* [Task]: Write out each of the items below again, word for word, leaving nothing out and changing nothing.

* [Stored rows]:
--- start ---
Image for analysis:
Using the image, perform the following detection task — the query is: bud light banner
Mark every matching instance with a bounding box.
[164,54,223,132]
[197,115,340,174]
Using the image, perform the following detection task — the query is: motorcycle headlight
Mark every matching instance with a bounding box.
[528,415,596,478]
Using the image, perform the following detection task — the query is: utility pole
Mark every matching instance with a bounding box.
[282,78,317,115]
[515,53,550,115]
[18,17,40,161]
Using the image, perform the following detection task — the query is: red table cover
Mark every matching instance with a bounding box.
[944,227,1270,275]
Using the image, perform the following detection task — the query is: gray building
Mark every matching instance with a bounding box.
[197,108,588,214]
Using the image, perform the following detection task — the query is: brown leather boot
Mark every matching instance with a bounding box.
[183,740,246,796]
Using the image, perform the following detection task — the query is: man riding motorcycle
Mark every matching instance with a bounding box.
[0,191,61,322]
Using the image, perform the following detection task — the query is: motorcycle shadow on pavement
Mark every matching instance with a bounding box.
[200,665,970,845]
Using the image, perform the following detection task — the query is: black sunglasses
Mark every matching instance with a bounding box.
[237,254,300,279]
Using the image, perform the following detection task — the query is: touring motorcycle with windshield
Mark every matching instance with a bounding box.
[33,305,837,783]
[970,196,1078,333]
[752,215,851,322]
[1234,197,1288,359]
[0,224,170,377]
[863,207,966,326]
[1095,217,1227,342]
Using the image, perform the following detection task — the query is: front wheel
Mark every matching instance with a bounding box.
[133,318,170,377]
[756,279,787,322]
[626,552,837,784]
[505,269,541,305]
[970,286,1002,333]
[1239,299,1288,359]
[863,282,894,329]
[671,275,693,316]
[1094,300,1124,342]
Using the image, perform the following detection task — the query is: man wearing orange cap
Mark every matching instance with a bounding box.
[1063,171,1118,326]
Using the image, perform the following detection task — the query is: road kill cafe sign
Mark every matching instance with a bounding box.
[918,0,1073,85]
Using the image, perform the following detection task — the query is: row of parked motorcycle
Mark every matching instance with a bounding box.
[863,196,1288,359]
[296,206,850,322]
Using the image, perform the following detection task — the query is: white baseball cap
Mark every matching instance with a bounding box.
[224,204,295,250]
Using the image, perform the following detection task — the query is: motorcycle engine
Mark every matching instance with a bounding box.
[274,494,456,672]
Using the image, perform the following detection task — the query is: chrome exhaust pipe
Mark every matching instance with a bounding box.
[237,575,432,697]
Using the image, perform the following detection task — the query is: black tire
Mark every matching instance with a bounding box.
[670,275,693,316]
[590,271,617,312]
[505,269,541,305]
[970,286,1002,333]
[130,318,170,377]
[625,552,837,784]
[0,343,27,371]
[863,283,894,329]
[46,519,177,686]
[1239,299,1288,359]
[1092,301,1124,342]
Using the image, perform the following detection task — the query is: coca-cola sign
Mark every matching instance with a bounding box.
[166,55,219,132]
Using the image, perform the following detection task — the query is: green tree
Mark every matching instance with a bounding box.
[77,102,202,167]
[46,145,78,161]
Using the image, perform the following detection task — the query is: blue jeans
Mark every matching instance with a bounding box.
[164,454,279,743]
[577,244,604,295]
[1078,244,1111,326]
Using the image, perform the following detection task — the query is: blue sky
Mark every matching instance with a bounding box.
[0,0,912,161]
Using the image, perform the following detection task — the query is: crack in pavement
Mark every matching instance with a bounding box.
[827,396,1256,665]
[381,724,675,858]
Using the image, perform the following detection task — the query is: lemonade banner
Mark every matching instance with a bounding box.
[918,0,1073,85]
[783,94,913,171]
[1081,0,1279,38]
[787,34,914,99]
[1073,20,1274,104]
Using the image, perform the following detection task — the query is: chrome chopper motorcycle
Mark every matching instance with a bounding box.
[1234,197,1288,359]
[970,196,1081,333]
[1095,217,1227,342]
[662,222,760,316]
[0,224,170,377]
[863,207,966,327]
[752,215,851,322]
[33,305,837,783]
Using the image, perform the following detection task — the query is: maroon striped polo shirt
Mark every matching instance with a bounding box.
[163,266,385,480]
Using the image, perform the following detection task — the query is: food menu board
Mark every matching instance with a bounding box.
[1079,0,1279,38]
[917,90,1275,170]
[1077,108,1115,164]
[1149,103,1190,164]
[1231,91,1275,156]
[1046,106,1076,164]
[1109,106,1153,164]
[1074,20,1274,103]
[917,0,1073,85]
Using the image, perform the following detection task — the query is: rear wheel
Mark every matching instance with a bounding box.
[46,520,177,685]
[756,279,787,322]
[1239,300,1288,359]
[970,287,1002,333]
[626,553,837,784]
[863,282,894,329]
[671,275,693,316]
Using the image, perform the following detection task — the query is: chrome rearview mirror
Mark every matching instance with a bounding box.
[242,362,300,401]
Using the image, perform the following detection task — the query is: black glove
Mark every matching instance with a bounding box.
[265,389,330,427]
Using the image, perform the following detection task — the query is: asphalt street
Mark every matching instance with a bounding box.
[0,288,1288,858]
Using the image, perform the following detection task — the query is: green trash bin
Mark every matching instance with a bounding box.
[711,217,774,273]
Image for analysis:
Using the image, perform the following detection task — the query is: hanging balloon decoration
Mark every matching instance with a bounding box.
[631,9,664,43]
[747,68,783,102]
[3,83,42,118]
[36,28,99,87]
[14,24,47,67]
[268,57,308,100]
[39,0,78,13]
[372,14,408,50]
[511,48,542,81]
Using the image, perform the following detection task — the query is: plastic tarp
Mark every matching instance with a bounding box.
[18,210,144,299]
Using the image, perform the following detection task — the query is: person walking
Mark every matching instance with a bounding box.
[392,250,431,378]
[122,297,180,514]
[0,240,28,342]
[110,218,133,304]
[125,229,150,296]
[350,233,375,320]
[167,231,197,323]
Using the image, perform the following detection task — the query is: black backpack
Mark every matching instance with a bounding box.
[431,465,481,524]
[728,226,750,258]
--- end ---
* [Answer for the task]:
Image for analysis:
Using the image, perform the following detection task — the query is: bud light banner
Mark every matching instance with a bounding box.
[164,54,223,132]
[197,115,340,174]
Using the image, perform the following detection task — the query is: motorcycle headlight
Mark every matching instance with a bounding box.
[528,415,596,478]
Using the image, perform the following detection task — the query is: utility pole
Mark every matching instance with a bounding box.
[282,78,317,115]
[515,53,550,115]
[18,17,40,161]
Using the image, perform the following detection task — the query is: red table cover
Mark every matching instance with a bounding box.
[944,227,1270,275]
Using the image, perform the following detection task — the query is: gray building
Mark every matching instance with a bounding box.
[197,108,588,214]
Using the image, perform the following detection task — the query is: brown leather boot
Mark every matching instance with a bounding box.
[183,740,246,796]
Using the image, perform the following detection task — the query is: man riding motorcycle
Mark every matching instance with a bounding box.
[0,191,61,322]
Using the image, perform the following detection task — the query is: motorcycle shadow on pavement
Mark every matching instance with a bounding box.
[200,665,970,845]
Using the image, perform the following detection task — the query is: black sunglasses
Mark every matching instance with a bounding box.
[237,254,300,279]
Using the image, perform the following detection task — the query is: touring motorcycle with windshield
Mark every matching instance with a bounding box.
[33,305,837,783]
[970,196,1078,333]
[752,215,851,322]
[1234,197,1288,359]
[0,224,170,377]
[863,207,966,326]
[1095,217,1227,342]
Using the image, perform the following detection task — the query is: front wheel
Mark every matching instance with a bounding box.
[133,318,170,377]
[756,279,787,322]
[626,552,837,784]
[505,269,541,305]
[970,286,1002,333]
[1239,299,1288,359]
[863,282,894,329]
[671,275,693,316]
[1094,300,1124,342]
Using the image, perform the following detection task — the query is: man wearing orange cap
Mark every matching instance with a bounding box.
[1063,171,1118,326]
Using the image, perform the following detection task — the query is: road kill cafe sign
Mark every matching instance with a bounding box.
[918,0,1073,85]
Using the image, perform the following detection task — the query is: row of parked motorcycle
Mark every matching instance with a bounding box.
[863,196,1288,359]
[296,206,850,322]
Using the image, perform the following detection task — the query is: white baseball cap
Mark every matching instance with a bounding box.
[224,204,295,250]
Using the image, perform the following detection task — the query is: motorcycle engine
Mark every matching instance with a bounding box.
[274,494,456,672]
Using the image, perform the following detection task — the query is: chrome exhaust pipe
Mark every matching instance with a bounding box.
[237,575,432,697]
Using the image, perform the following detection task — the query is: black tire
Mark every matching instance with a bounding box.
[670,275,693,316]
[590,271,617,312]
[505,269,541,305]
[970,286,1002,333]
[130,318,170,377]
[625,552,837,784]
[0,343,27,371]
[863,283,894,329]
[46,519,177,686]
[1239,299,1288,359]
[1092,301,1124,342]
Using the image, perform the following detection task — the query is: coca-cola sign
Mark every matching instance with a bounding box.
[166,55,219,132]
Using the image, perform the following detection task — the query is: green tree
Mark every matching instance with a bounding box.
[77,102,202,167]
[46,145,78,161]
Using the image, perform the following detection task — the query is: blue jeans
Mark every matching instance with a bounding box.
[164,454,279,743]
[577,244,604,295]
[1078,244,1111,326]
Using the image, perform the following detection task — the query is: blue sky
Mark every matching instance with a bounding box.
[0,0,912,161]
Using the image, perform the following detection task — the query is: crack in pavement
Mark every matching instance with a bounding box.
[827,396,1256,665]
[381,724,675,858]
Using the image, perform the following detection task — the query is: lemonade banner
Mark every matching instance with a bounding box.
[918,0,1073,85]
[783,94,913,171]
[1081,0,1279,38]
[787,34,914,99]
[1073,20,1274,104]
Using the image, perform the following detection task — the query is: chrome chopper motorcycle
Mark every matching instance with a bounding box.
[1234,197,1288,359]
[970,196,1081,333]
[1095,217,1227,342]
[662,222,760,316]
[0,224,170,377]
[863,207,966,327]
[752,215,851,322]
[33,305,837,783]
Using the image, perform the following detection task — the query is: maroon striped polo shirt
Mark every matching instance with a bounding box.
[163,266,385,480]
Using the image, perform the following detection task — the query is: food menu board
Mark every matching instance with a bounding box.
[1079,0,1279,38]
[917,90,1275,170]
[1077,108,1115,164]
[1149,103,1190,164]
[1231,91,1275,156]
[1046,106,1076,164]
[1109,106,1153,164]
[1074,20,1274,103]
[917,0,1073,85]
Using the image, perform the following detection task — the query is: rear wheel
Mark every matching instance with a bounding box.
[46,520,177,685]
[756,279,787,322]
[1239,300,1288,359]
[970,287,1002,333]
[626,553,837,784]
[863,282,894,329]
[671,275,693,316]
Using the image, perform the following detection task — the query is: chrome rearview mirror
Mark every matching instance with a bounding box.
[242,362,300,401]
Using the image, perform the following detection task — the query is: black glove
Mark every matching instance with a bounding box.
[265,389,330,427]
Using the image, perform the following detection task — the query is: asphalt street
Mark every matching instance with a bounding box.
[0,288,1288,858]
Using the image, perform the following detection task — the query is: green trash bin
Mark every matching instance with a bounding box.
[711,217,774,273]
Image for analysis:
Using the image, perform the following detection task — the query is: hanging balloon decoration
Mark every matching instance with a bounding box.
[631,9,664,43]
[747,68,783,102]
[3,83,42,118]
[36,28,99,87]
[14,24,47,67]
[268,57,308,100]
[39,0,78,13]
[372,14,408,50]
[511,48,542,81]
Using the image, perform the following detection task — the query is: plastic tarp
Mark every matching instance with a bounding box.
[18,210,144,299]
Using the image, perform the following detection task — the query is: person walking
Mark every matching instance with a bounding box.
[392,250,431,378]
[122,297,180,514]
[0,240,28,342]
[110,218,133,304]
[125,229,150,296]
[350,233,375,320]
[167,231,197,323]
Using the image, perform the following detection task — the query is: black backpack
Mark every matching instance with a bounding box.
[431,465,481,524]
[728,226,750,258]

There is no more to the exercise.